* **Passage to read**
■ ■ ■ ■
Will Renwick breaks down his epic backpack around the perimeter of Wales, picking out the sections and places you need to head to this year

It couldn’t have been a simpler adventure. All I needed to do was walk out of my front door and just keep walking… for a few months. Many people end up flying off to the other side of the world to pursue their itch for exploration. I knew I didn’t even need to leave Wales.
The Wales Coast Path opened in 2012, joining up with the Offa’s Dyke Path on the border to create the possibility of walking around the whole perimeter of Wales – a chance to see it in the best possible way. As soon as I heard this news, that was it.
It was a long winter of waiting before I set off. Then on the 16th of April, spring finally looked like it had kick-started – and with it so did I. I packed my bag, walked out of the door and headed to the south Wales coast where I then turned east to the border. Sixty-three days later, I arrived back at the same beach from the west – a few pounds lighter and in a different pair of boots. The walk had no finish date (this was my gap year!) and no schedule. This meant that I could stop to wander around an interesting castle, swim off a nice beach, or enjoy a seaside pub that had tempted me in for some refreshment. I’d walk as far as I liked then pitch my tent where I could. Wild camping is prohibited on the Welsh coast, and I naughtily ignored this, but chose my spots carefully and respectfully. I got used to sitting on the cliff tops each evening, and in the mornings, brewing my tea in the fresh sea air. I didn’t miss a soft bed in the slightest. Will Renwick
I was a bit nonchalant with my navigation, deciding against taking maps and instead relying on the brand new Wales Coast Path markers. By and large they rarely failed me. At times I might be deep in the meditative-like state that comes with long-distance walking and miss a marker, or other times one might be missing, but all I needed to do was keep walking with the sea on my right. My route took me first of all along the south Wales coast, past Cardiff and Newport to the Wye Valley, then up along Offa’s Dyke through the border hills to the north Wales coast. There I walked around Anglesey and the Lleyn Peninsula and then down along the west coast to swing around the Pembrokeshire Coast National Park and then back eastwards towards home.
■ ■ ■ ■
* **Entries shown**
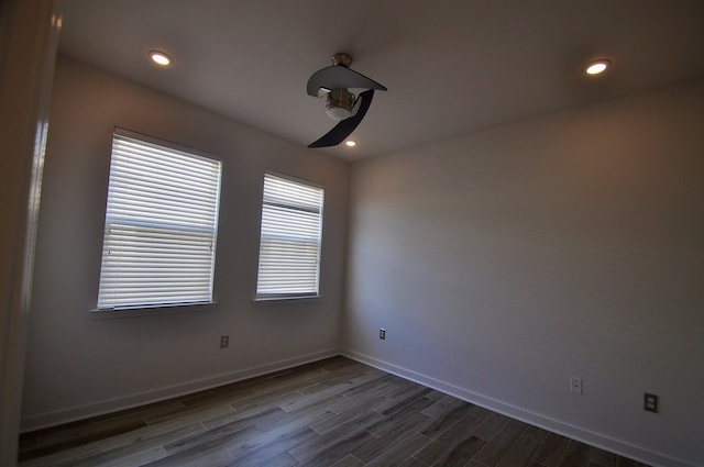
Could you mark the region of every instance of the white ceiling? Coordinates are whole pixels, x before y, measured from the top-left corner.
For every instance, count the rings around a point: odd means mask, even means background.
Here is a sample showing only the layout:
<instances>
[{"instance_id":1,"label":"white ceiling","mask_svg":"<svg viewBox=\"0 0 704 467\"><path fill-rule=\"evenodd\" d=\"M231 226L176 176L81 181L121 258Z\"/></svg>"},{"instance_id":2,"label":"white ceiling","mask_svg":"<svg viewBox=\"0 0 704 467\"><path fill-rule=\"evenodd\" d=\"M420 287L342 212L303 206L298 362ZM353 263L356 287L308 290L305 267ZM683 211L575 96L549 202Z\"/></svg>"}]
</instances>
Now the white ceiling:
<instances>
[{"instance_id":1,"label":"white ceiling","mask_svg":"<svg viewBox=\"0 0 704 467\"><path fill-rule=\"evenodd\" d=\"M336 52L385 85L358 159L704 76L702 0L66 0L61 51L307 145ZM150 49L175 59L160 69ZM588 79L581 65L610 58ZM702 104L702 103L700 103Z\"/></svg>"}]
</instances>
■ ■ ■ ■
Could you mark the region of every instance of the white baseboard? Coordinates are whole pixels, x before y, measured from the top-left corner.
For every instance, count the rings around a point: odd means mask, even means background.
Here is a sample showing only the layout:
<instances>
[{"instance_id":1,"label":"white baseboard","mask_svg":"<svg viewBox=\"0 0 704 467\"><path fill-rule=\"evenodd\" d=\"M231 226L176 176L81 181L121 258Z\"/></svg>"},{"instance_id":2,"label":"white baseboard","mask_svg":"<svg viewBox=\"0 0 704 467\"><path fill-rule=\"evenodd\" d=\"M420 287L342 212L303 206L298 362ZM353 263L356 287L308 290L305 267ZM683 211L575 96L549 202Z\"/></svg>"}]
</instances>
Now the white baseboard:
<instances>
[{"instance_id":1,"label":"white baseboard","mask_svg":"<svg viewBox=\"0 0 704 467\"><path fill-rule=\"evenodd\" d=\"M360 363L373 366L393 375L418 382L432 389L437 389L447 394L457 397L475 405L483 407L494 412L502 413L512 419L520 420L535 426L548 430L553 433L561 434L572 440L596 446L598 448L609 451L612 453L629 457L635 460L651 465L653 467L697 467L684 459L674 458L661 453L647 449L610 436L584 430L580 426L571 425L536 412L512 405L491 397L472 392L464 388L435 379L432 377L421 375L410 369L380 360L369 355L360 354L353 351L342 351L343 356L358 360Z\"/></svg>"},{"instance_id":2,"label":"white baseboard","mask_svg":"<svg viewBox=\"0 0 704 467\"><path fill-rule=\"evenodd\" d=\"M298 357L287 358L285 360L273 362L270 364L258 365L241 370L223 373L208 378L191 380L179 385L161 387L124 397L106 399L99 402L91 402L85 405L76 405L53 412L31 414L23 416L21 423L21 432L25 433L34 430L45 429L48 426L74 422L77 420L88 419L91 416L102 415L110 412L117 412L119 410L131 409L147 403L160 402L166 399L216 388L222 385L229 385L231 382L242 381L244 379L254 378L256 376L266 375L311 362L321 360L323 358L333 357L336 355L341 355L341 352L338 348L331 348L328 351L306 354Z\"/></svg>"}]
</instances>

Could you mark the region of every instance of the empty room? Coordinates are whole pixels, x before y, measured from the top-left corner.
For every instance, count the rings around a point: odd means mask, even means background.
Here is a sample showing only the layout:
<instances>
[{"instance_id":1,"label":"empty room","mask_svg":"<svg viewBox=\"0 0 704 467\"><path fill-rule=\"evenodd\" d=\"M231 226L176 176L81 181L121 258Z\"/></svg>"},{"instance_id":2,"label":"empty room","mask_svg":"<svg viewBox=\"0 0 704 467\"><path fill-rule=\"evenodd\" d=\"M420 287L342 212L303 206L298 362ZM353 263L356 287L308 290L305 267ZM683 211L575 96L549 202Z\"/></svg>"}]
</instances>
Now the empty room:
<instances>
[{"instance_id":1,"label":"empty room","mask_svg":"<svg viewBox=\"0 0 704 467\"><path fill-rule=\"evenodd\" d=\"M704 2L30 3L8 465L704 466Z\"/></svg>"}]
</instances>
■ ■ ■ ■
* **What the exercise asks**
Can you revise the article about walking around Wales, starting at "Will Renwick breaks" and ending after "that was it.", changing "perimeter" to "edge"? The material has no connection to the article about walking around Wales.

* **Expected answer**
Will Renwick breaks down his epic backpack around the edge of Wales, picking out the sections and places you need to head to this year

It couldn’t have been a simpler adventure. All I needed to do was walk out of my front door and just keep walking… for a few months. Many people end up flying off to the other side of the world to pursue their itch for exploration. I knew I didn’t even need to leave Wales.
The Wales Coast Path opened in 2012, joining up with the Offa’s Dyke Path on the border to create the possibility of walking around the whole edge of Wales – a chance to see it in the best possible way. As soon as I heard this news, that was it.